[DATA TO USE — start]
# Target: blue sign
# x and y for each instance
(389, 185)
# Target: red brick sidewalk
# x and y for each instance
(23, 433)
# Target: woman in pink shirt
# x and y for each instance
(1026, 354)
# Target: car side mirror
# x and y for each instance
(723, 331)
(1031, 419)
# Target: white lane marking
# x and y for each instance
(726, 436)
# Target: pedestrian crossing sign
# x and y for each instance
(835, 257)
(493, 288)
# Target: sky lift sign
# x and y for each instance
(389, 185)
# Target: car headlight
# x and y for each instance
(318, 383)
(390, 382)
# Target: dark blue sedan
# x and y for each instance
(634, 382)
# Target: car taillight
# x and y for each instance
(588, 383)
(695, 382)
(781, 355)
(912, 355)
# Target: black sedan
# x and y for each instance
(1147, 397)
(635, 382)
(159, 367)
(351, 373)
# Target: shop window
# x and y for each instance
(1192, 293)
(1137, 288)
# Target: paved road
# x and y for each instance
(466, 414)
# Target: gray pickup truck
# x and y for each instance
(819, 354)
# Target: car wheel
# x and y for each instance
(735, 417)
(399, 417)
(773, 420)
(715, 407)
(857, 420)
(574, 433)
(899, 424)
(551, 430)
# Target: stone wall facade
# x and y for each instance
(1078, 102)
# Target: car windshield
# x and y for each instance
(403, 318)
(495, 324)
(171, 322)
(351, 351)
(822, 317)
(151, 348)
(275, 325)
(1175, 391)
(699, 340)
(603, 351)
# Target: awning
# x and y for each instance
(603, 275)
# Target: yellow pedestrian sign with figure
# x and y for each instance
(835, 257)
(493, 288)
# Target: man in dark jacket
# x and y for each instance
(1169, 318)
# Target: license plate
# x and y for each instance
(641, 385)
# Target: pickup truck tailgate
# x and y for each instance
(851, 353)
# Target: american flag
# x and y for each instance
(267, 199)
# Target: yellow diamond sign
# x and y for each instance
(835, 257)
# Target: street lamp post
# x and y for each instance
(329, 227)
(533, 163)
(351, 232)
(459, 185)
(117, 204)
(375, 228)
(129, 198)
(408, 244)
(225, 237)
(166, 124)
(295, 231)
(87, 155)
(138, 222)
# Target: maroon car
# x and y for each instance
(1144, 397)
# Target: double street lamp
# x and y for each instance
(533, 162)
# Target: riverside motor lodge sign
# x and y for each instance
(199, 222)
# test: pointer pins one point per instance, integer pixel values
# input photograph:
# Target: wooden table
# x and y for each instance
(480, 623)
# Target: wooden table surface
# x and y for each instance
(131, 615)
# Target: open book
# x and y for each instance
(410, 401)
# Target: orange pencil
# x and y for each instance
[DATA TO USE — finish]
> _AIM OF THE EXERCISE_
Your answer should consist of every entry, repeated exactly.

> _EXERCISE OUTPUT_
# Target: blue sign
# x and y for each instance
(389, 185)
# Target: red brick sidewalk
# x and y for each instance
(23, 433)
# Target: woman in pink shirt
# x and y for each instance
(1026, 354)
# Target: car side mirror
# x and y for each instance
(723, 331)
(1031, 419)
# Target: white lane marking
# x and y for each instance
(726, 436)
# Target: pedestrian crossing sign
# x and y for each instance
(835, 257)
(493, 288)
# Target: sky lift sign
# x and y for each instance
(389, 185)
# Target: car headlight
# x and y for each instance
(318, 383)
(390, 382)
# Target: dark blue sedan
# x and y for each instance
(634, 382)
# Target: car taillight
# x and y for each instance
(588, 383)
(695, 382)
(781, 355)
(912, 355)
# Target: black sedan
# x and y for each instance
(1147, 397)
(635, 382)
(159, 367)
(351, 373)
# Target: shop window
# x and y for each instance
(1192, 293)
(1137, 288)
# Target: paved road
# x and y for each instance
(466, 414)
# Target: gray pickup truck
# x and y for each instance
(819, 354)
# Target: car wheel
# x and y for each instance
(735, 417)
(399, 417)
(773, 420)
(715, 407)
(857, 420)
(574, 433)
(899, 424)
(551, 430)
# Target: stone wall facade
# x and y for each instance
(1078, 102)
# Target: car windshield
# x and y for each instance
(403, 318)
(495, 324)
(171, 322)
(351, 351)
(822, 317)
(151, 348)
(275, 325)
(1175, 391)
(699, 340)
(603, 351)
# Target: awning
# x and y for each instance
(603, 275)
# Target: yellow pedestrian sign with figure
# x and y for each instance
(835, 257)
(493, 288)
# Target: man in dark jacket
# x and y for each instance
(1169, 318)
# Target: license plate
# x and y for each instance
(641, 385)
# Target: pickup truck tailgate
# x and y for each instance
(851, 353)
# Target: american flag
# x and y for each instance
(267, 199)
# Target: yellow diamond sign
# x and y for each instance
(835, 257)
# Target: street lamp post
# x and y for each instance
(329, 227)
(533, 163)
(351, 232)
(459, 185)
(117, 204)
(375, 228)
(129, 198)
(408, 244)
(225, 237)
(166, 124)
(295, 231)
(87, 155)
(138, 222)
# Target: maroon car
# x and y for each instance
(1144, 397)
# Target: double street lamp
# x and y for each instance
(533, 162)
# Target: riverside motor lodge sign
# x and y for each instance
(199, 222)
# test: pointer pins one point per instance, integer pixel values
# input photograph:
# Target: wooden table
# x and y for each instance
(480, 623)
# Target: wooden table surface
# x and y for each instance
(131, 615)
# Target: open book
# x and y for each instance
(410, 401)
# Target: orange pencil
# x and y for each instance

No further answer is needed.